Исходный текст —
Дорогой Юра, ты спрашиваешь, почему я делаю это, этот спектакль? Открываю тайну: я был Героем Советского Союза пятикратно, как Леонид Ильич.
Дело в том, что я был очень золотушный мальчик, не хватало у меня кальция, не хватало марганца, всего не хватало. И вот доктор Минович, царство ему небесное, маме сказал, что нужно обязательно рыбий жир. И за каждую выпитую ложку наш сосед Эмзар вырезал из банок американских консервов – с внутренней стороны они были золотые – точь-в-точь копии этих звезд. И за каждую ложку я получал по Герою.
Я был пятижды Героем Советского Союза, и когда я видел на огромном стенде в Тбилиси Леонида Ильича в белом кителе с пятью звездами, думал: «Сколько он рыбьего жира съел? Бедный, бедный Леонид Ильич, уже внуки и правнуки есть, а его рыбий жир пить заставляют».
ЮР На пять звезд.
РГ На пять звезд. Но я вел себя скромнее, конечно. Я впервые это рассказываю, что я Герой Советского Союза пять раз. Правда, никто мой портрет не вешал.
ЮР Потом ты как-то пришел и говоришь: «Знаешь, кто у меня главный герой?»
РГ Главный герой – это муравей, наверное. Ты это имеешь в виду? Вообще лошадь. Но автор – это муравей. Так случилось. Я это недавно понял. Почему лошадь? Поле было усеяно танками и трупами лошадей. Танки, лошади… Корреспондент Би-би-си написал, что его потрясло, когда он увидел лошадь на трех ногах, и одна висела клочком…
Взять русского солдата в герои марионеточного спектакля? Нельзя куклу сделать главным героем. Как его сделать физически? Научите меня. А там все солдаты. А лошадь – это то, что надо. Мне так кажется. Хотя я очень дружил в детстве с коровами, я пас коров, корову бабушкину. Но лошадь в этом случае была лучше.
ЮР И это не война генералов?
РГ Нет, там почти их у меня нет. Нет вообще этого понятия. Там должна быть просто жизнь, любовь, смерть. В разных сочетаниях. Да. Смерть, опять любовь, опять жизнь, опять любовь. Всем в конце концов, как говорил Руставели, всем движет любовь.
Но это про «Сталинград». А про театр – это другое. Когда мы говорим об этом спектакле как о марионеточном – это ошибка. И вообще о моем театре. Потому что я ставлю задачи театральные. Я хочу уяснить, что такое спектакль. Для меня важнее всего спектакль и цельность. Как яблоко – целое же? Целая вещь. Она все, кончена, она сделана.

Листинг к заданию —

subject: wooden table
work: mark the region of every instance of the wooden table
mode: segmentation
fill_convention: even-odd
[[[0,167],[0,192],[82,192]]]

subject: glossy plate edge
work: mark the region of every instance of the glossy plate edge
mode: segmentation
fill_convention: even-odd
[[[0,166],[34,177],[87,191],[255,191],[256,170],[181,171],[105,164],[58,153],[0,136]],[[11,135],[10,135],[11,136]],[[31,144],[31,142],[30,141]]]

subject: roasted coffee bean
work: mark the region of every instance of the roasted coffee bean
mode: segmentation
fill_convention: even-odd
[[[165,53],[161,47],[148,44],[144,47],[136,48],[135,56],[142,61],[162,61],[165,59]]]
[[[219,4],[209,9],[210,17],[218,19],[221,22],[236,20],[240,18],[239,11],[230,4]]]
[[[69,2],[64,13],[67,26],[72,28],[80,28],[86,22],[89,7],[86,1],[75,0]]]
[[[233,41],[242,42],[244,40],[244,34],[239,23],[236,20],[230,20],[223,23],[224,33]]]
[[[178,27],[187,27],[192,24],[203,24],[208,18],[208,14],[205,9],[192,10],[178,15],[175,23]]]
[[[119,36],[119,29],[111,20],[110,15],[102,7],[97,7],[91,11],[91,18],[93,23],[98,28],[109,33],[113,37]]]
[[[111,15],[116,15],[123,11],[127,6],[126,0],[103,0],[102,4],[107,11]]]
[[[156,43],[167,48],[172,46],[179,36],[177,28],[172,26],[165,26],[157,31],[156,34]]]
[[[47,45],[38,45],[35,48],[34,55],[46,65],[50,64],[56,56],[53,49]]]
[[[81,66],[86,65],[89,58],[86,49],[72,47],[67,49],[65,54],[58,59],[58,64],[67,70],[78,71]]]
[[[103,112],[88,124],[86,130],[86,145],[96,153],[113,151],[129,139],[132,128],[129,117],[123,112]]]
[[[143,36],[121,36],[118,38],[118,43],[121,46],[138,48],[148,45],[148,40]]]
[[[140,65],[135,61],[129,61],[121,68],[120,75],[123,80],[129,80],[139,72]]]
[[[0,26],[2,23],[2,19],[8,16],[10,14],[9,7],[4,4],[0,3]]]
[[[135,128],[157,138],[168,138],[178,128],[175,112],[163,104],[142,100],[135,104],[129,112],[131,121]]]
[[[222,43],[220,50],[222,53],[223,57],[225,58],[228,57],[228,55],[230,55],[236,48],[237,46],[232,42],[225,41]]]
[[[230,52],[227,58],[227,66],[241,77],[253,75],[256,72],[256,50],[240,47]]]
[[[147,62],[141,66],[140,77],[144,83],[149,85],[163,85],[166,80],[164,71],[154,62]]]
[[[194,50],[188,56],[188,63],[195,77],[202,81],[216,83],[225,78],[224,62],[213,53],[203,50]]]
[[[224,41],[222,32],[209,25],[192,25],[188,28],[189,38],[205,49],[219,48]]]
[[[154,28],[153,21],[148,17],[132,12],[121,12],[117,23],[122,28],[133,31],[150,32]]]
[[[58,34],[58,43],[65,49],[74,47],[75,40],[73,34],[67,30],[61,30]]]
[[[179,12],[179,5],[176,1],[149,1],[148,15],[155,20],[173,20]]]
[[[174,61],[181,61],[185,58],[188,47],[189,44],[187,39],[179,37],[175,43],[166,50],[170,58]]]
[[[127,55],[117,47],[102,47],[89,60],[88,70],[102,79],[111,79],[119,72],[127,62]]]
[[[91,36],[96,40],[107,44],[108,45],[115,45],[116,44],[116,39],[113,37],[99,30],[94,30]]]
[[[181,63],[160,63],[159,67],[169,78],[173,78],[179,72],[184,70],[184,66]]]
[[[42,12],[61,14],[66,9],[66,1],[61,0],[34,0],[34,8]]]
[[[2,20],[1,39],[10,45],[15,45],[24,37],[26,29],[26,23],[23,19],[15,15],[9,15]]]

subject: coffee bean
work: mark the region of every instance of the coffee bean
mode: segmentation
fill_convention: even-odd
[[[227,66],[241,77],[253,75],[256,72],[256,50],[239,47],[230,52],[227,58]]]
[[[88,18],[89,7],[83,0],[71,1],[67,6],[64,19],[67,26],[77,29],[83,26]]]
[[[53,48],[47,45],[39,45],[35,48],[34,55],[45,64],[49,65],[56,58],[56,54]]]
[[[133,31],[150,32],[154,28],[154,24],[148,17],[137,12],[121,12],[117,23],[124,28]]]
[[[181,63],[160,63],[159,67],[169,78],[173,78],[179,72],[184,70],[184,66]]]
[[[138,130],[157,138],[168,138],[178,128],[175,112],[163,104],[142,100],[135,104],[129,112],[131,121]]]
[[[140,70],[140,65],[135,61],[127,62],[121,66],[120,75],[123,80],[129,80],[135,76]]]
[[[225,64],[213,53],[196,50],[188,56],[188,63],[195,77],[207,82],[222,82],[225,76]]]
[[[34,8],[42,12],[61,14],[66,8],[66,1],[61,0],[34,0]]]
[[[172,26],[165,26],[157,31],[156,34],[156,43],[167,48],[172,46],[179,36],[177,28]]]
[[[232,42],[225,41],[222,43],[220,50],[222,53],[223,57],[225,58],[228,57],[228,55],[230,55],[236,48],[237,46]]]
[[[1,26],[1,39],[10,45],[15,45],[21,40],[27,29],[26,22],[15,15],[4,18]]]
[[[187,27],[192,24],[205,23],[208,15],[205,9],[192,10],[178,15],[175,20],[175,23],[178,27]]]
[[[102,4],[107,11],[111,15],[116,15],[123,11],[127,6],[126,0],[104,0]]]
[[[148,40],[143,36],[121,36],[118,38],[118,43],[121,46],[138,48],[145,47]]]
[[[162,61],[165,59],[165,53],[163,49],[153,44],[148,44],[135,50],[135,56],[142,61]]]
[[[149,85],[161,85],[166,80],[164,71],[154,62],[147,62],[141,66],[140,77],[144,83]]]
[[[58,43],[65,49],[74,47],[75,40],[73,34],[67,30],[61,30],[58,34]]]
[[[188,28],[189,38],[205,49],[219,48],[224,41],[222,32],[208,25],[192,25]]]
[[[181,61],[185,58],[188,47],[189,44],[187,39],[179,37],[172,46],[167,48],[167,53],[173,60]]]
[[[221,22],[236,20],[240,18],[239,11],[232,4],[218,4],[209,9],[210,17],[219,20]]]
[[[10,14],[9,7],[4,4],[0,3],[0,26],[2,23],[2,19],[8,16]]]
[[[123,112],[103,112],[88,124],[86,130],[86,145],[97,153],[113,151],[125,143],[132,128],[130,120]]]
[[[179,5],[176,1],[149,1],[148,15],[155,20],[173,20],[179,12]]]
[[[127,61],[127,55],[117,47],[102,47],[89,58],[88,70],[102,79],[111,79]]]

Список заданий —
1 - Повторите дословно фрагмент интервью: всё от слов «ЮР И это не» до слов «кончена, она сделана.» включительно.
2 - Перепишите всё от начала листинга до строки, содержащей «[[[0,167],[0,192],[82,192]]]», включительно, заменив «wooden table» на «oak table». Больше ничего не меняйте и не приводите других строк.
Листинг никак не связан с интервью.

Ответы к заданиям —
1 -
ЮР И это не война генералов?
РГ Нет, там почти их у меня нет. Нет вообще этого понятия. Там должна быть просто жизнь, любовь, смерть. В разных сочетаниях. Да. Смерть, опять любовь, опять жизнь, опять любовь. Всем в конце концов, как говорил Руставели, всем движет любовь.
Но это про «Сталинград». А про театр – это другое. Когда мы говорим об этом спектакле как о марионеточном – это ошибка. И вообще о моем театре. Потому что я ставлю задачи театральные. Я хочу уяснить, что такое спектакль. Для меня важнее всего спектакль и цельность. Как яблоко – целое же? Целая вещь. Она все, кончена, она сделана.

2 -
subject: oak table
work: mark the region of every instance of the oak table
mode: segmentation
fill_convention: even-odd
[[[0,167],[0,192],[82,192]]]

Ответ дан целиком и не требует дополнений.